__Document__.
# my first 1911



## hemmigremmie (Jan 23, 2008)

Hey all
just picked up a almost brand new taurus 1911 .45 with hard case....two mags....holster....85 rounds of ammo....box of clay pigeons and bunch of bleeding zombie targets for 400 bucks!
Shoots like a dream and seems very smooth. Plans are to get a compensator and maybe a set of custom punisher grips and shoot the heck outta it! Im happy.:mrgreen: Rr


----------



## rex (Jan 27, 2012)

Sounds like a good deal to me.Have you checked out a comp setup?45 is going to need a very efficient comp since it's a low pressure round,they're out there but I've been away from it too long to suggest anything.Yesterday I hit a few smith sites and to buy the barrel and comp along with fitting is going to run you more than you paid for the gun without a ramped barrel.I don't know Taurus so I don't know of any spec quirks they do or don't have,but any quirks will add money to fitting everything properly.If it's something you really want,bail in there,but investigate if it's worth it because if a well known smith doesn't stamp his name on it you'll never get more than you already paid if you part with it.Most name smiths won't brand the gun since this is such a small job.


----------



## chessail77 (Mar 15, 2011)

Congrats...sounds like a Great deal...JJ


----------



## berettatoter (Sep 1, 2011)

hemmigremmie said:


> Hey all
> just picked up a almost brand new taurus 1911 .45 with hard case....two mags....holster....85 rounds of ammo....box of clay pigeons and bunch of bleeding zombie targets for 400 bucks!
> Shoots like a dream and seems very smooth. Plans are to get a compensator and maybe a set of custom punisher grips and shoot the heck outta it! Im happy.:mrgreen: Rr


Hell of a deal if I say so myself.:smt1099


----------



## General (Jun 19, 2012)

Pre owned Guncrafter Industries Model No. 2 50 GI
Just arrived at my dealer. 
I do not like those grips. Going stock grips as soon as possible. 
Also ordering .45 acp conversion barrel.

http://pics.gunbroker.com/GB/290718000/290718884/pix772991623.jpg


----------



## 45 (May 16, 2012)

Brownells sells a barrel that sticks out past the slide for a 1911 that is magnum ported that might be cheaper than a compasted barrel bushing either way you will probaley nave to get a diffrent barrel bushing because if I'm not mistaken the taurus have a match grade barrel & barrel bushing on there 1911 either that or take it to a gun smith to have the compaster fit the barrel or the barrel bushing that comes with the gun fit the magnum ported barrel unless it comes with a barrel bushing I'm not sure you have to go to brownells sight to check it out you might also want to look at why I don't like taurus 1911 that is on this formun it worth reading & looking at


----------

__Given task 1__. Will you print the records, unchanged, from the line that contains "of the white" through the end of the records, inclusive of both ends?

__Input__.
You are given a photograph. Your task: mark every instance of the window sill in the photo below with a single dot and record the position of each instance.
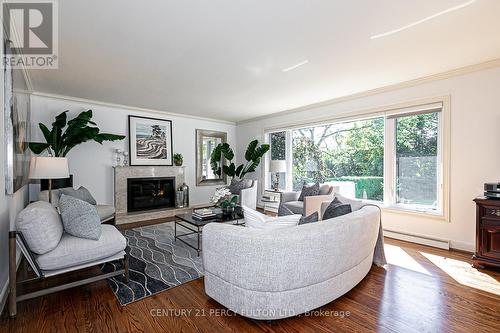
(435, 215)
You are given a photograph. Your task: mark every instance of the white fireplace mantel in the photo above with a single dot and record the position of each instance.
(121, 174)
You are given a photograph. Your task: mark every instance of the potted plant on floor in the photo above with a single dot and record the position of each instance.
(225, 201)
(178, 159)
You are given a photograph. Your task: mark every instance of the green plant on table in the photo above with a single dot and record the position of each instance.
(253, 156)
(76, 131)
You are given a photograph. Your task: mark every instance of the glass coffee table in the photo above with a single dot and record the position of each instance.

__Given task 2__. Can you output the passage of the forum thread between "Sounds like a good" and "(Mar 15, 2011)", inclusive, copied word for word?

__Final answer 1__.
You are given a photograph. Your task: mark every instance of the white fireplace mantel in the photo above with a single dot and record the position of each instance.
(121, 174)
You are given a photograph. Your task: mark every instance of the potted plant on floor in the photo above with a single dot and record the position of each instance.
(225, 201)
(178, 159)
You are given a photograph. Your task: mark every instance of the green plant on table in the photo above with a single dot and record the position of each instance.
(253, 156)
(76, 131)
You are given a photograph. Your task: mark every instance of the glass coffee table in the photo above with a single dot and record the position of each instance.

__Final answer 2__.
Sounds like a good deal to me.Have you checked out a comp setup?45 is going to need a very efficient comp since it's a low pressure round,they're out there but I've been away from it too long to suggest anything.Yesterday I hit a few smith sites and to buy the barrel and comp along with fitting is going to run you more than you paid for the gun without a ramped barrel.I don't know Taurus so I don't know of any spec quirks they do or don't have,but any quirks will add money to fitting everything properly.If it's something you really want,bail in there,but investigate if it's worth it because if a well known smith doesn't stamp his name on it you'll never get more than you already paid if you part with it.Most name smiths won't brand the gun since this is such a small job.


----------



## chessail77 (Mar 15, 2011)